Además de algunos amigos rusos, conozco en Moscú a otro círculo reducido, compuesto por expatriados franceses, periodistas u hombres de negocios, y cuando por la noche les contaba mis visitas del día sonreían con cierta conmiseración: los demócratas virtuosos de quienes les hablaba, esos militantes de los derechos humanos, eran sin duda personas respetables, pero la verdad era que a todo el mundo le importaba un bledo. Libraban un combate perdido de antemano en un país que se preocupa poco por las libertades formales, con tal de que cada cual tenga derecho a enriquecerse. Por otra parte, nada divertía o irritaba tanto, según el carácter de la persona, a mis amigos expatriados como la tesis extendida en la opinión pública francesa de que el asesinato de Politkóvskaia habría sido encargado por el FSB —la policía política que en tiempos de la Unión Soviética se llamaba KGB— y más o menos por el propio Putin.
—Espera —me dijo Pável, un universitario franco-ruso reciclado en los negocios—, ya no se puede seguir diciendo cualquier cosa. ¿Sabes lo que he leído, creo que en el Nouvel Obs ? Que es extraño que a Politkóvskaia se la carguen, como por casualidad, el día del cumpleaños de Putin. ¡Como por casualidad! ¿Te das cuenta del grado de gilipollez al que hay que llegar para escribir con todas las letras eso de como por casualidad ? ¿Te imaginas la escena? Reunión de crisis en el FSB. El jefe dice: chicos, habrá que devanarse los sesos. Pronto será el cumpleaños de Vladímir Vladímirovich, hay que encontrar un regalo que le guste. ¿Alguien tiene alguna idea? La gente se exprime el coco, una voz se alza: ¿y si le lleváramos la cabeza de Anna Politkóvskaia, esa mosca cojonera que no hace más que criticarle? Murmullos de aprobación entre los presentes. ¡Eso sí que es una buena idea! Manos a la obra, chicos, tenéis carta blanca. Perdona —dice Pável—, pero yo no me trago esa escena. Como mucho, en una recreación rusa de Gángster a la fuerza . Pero no en la realidad. La realidad es lo que ha dicho Putin y ha escandalizado tanto a las almas bellas de Occidente: el asesinato de Anna Politkóvskaia y el follón que se ha armado al respecto causan muchísimo más daño al Kremlin que los artículos que ella escribía en vida en un periódico que nadie leía.

▸ Tareas:
a) Contesta, según el fragmento sobre el asesinato de Politkóvskaia:
(i) ¿Cómo se llamaba el FSB en tiempos de la Unión Soviética?
(ii) ¿En qué publicación cree Pável haber leído lo del cumpleaños de Putin?
(iii) ¿A qué se dedica ahora Pável?
b) Reanuda el fragmento sobre el asesinato de Politkóvskaia a partir de su última frase.

▸ Material recopilado:
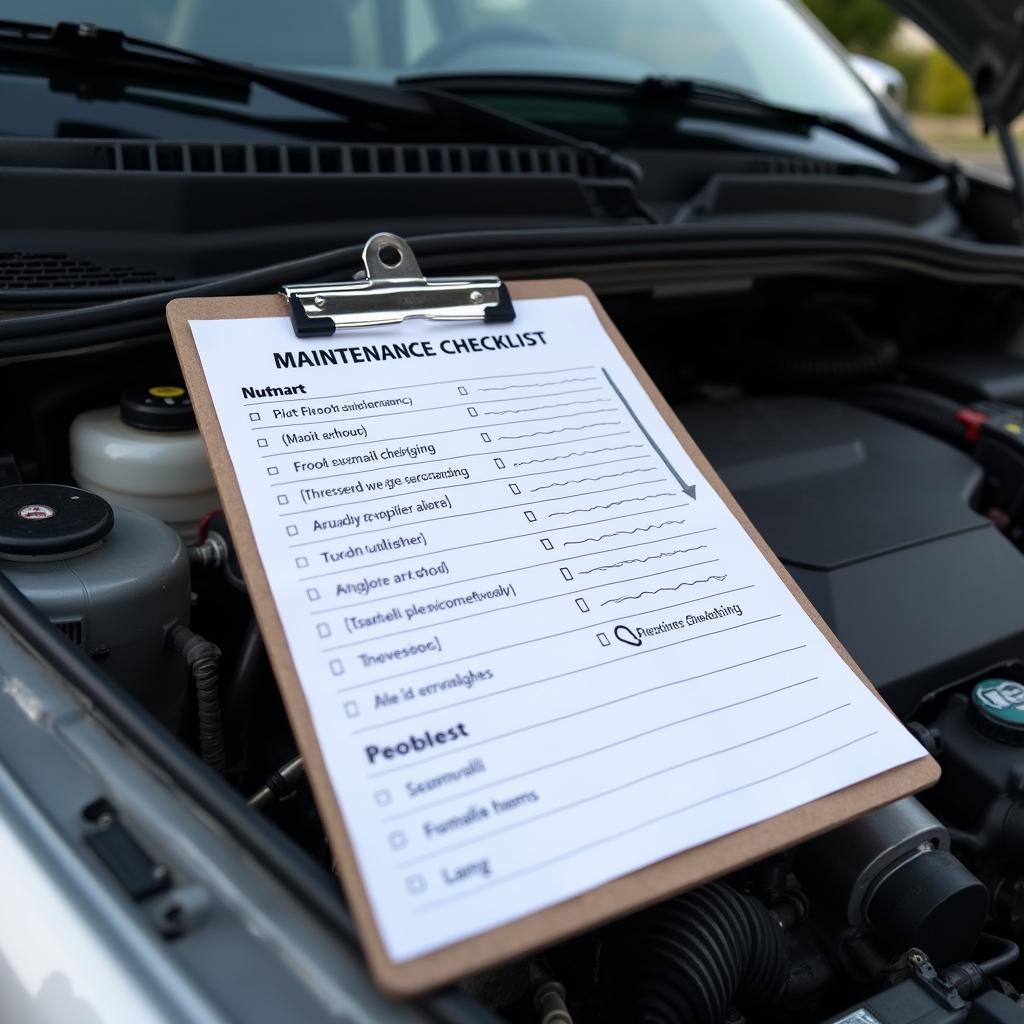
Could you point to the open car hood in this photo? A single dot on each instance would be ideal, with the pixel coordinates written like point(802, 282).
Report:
point(986, 38)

▸ Respuestas:
a)
(i) KGB.
(ii) En el Nouvel Obs.
(iii) A los negocios.

b)
Yo escuchaba a Pável y a sus amigos, en los hermosos apartamentos que la gente como ellos alquilan por un ojo de la cara en el centro de Moscú, defender al poder diciendo que, en primer lugar, las cosas podrían ir mil veces peor y, en segundo, que los rusos se conforman: ¿en nombre de qué leerles la cartilla? Pero escuchaba también a mujeres tristes y consumidas que a lo largo del día me contaban historias de secuestros perpetrados por la noche con coches sin matrícula, de soldados torturados no por el enemigo sino por sus superiores, y sobre todo de injusticias. Era esto lo que resurgía una y otra vez. Que la policía o el ejército estén corrompidos entra dentro de lo habitual. Que la vida humana tenga poco valor entra dentro de la tradición rusa. Pero lo que no soportaban ni las madres de los soldados ni las de los niños masacrados en la escuela de Beslán, en el Cáucaso, ni los parientes de las víctimas del Teatro Dubrovka, era la arrogancia y la brutalidad de los representantes del poder cuando simples ciudadanos se arriesgaban a pedirles cuentas, la convicción de que actuaban con impunidad.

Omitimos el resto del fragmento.